*Challenge*: Return, unchanged, the lines of the items below, beginning at the line that contains "find the white window" and continuing through the last line of the items.

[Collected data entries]

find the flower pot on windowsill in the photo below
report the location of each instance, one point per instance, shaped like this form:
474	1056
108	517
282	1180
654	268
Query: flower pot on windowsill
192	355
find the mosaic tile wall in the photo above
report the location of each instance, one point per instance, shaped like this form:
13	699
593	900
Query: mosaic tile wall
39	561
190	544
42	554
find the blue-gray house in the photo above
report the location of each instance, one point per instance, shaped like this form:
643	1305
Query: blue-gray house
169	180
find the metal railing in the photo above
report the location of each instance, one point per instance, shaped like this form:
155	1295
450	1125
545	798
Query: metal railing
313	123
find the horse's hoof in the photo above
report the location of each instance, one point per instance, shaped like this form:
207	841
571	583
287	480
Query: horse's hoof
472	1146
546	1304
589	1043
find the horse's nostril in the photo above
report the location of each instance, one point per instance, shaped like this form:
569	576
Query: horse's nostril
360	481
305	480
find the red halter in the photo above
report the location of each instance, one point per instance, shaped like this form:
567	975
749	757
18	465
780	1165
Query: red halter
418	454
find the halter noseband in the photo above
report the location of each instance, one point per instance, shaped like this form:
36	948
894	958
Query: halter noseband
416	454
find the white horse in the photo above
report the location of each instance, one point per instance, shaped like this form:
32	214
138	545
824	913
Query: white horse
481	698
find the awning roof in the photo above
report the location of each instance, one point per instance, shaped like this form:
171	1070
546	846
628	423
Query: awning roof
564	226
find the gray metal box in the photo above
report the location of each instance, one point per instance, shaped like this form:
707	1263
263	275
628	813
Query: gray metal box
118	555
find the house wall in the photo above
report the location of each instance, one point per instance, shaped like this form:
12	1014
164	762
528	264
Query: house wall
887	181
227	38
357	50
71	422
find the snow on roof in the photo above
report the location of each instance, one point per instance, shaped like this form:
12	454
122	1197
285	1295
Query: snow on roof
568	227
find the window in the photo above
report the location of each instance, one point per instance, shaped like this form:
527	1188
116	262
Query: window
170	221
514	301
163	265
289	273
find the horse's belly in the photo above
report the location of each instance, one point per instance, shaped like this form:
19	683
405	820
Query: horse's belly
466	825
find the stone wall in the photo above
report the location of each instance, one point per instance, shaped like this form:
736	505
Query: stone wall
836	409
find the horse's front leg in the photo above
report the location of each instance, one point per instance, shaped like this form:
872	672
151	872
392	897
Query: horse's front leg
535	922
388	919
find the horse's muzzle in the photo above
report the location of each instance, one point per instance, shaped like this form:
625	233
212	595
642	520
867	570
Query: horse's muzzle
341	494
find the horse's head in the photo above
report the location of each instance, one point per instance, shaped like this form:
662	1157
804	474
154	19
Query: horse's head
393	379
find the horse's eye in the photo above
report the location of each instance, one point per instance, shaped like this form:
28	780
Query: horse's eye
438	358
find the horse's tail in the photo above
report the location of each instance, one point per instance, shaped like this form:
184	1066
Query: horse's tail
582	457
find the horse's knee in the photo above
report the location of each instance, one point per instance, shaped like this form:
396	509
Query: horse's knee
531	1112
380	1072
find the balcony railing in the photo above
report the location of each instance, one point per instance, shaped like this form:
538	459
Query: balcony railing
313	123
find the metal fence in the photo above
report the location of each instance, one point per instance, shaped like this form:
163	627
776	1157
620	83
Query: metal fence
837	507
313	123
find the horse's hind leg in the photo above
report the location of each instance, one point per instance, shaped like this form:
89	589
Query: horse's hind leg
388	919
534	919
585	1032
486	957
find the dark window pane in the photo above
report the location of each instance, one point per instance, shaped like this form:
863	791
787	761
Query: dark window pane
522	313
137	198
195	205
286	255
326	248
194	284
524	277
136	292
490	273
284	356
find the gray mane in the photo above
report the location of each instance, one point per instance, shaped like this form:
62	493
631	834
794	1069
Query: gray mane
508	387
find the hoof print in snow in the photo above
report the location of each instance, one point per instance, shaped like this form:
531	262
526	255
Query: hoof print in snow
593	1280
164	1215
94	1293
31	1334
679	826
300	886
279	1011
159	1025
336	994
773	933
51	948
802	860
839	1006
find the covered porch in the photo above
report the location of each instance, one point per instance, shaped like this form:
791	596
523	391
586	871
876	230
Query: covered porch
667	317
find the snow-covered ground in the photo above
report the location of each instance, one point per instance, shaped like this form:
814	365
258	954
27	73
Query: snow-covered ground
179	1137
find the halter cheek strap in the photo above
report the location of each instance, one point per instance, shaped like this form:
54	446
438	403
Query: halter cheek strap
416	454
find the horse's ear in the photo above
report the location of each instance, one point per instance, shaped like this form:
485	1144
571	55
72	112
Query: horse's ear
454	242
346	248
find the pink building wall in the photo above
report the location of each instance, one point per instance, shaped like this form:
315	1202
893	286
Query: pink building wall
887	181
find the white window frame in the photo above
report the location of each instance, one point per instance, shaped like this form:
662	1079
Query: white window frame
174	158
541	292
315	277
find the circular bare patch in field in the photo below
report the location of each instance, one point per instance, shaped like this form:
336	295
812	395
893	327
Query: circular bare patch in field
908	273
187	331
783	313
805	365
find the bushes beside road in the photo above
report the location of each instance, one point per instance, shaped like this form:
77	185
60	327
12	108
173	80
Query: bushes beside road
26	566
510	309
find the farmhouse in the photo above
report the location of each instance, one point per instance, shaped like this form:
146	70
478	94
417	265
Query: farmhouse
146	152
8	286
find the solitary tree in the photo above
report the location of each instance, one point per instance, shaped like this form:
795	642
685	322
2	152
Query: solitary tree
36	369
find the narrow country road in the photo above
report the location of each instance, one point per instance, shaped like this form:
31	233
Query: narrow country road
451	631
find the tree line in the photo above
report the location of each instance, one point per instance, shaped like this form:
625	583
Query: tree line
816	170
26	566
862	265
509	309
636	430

*Written answer*:
find the white window frame in the photo above
report the location of each instance, one point per instance, shaped like this form:
662	1079
Query: white window frame
174	158
541	292
315	277
find the circular bare patch in field in the photo below
report the location of each instance, one point per instance, shaped like this form:
336	295
812	395
893	327
Query: circular bare patch in field
908	273
187	331
783	313
805	365
find the bushes beside road in the photo above
report the location of each instance, one point per instance, shaped like this form:
77	185
60	327
12	108
173	80
Query: bushes beside road
26	566
510	309
find the farmhouse in the photo above
report the location of each instance, one point per instance, shaped like this form:
146	70
478	94
417	265
Query: farmhouse
146	152
8	286
find the solitary tree in the photo above
report the location of each instance, one point per instance, shaped like this form:
795	642
685	322
2	152
Query: solitary tree
36	369
find the narrow country road in the photo above
report the location of each instance, one point per instance, shaped like this form:
31	233
Query: narrow country road
451	631
find the tree line in the photo above
report the location of each instance, one point per instance, shaped like this form:
625	583
Query: tree line
816	170
26	566
862	265
509	309
636	430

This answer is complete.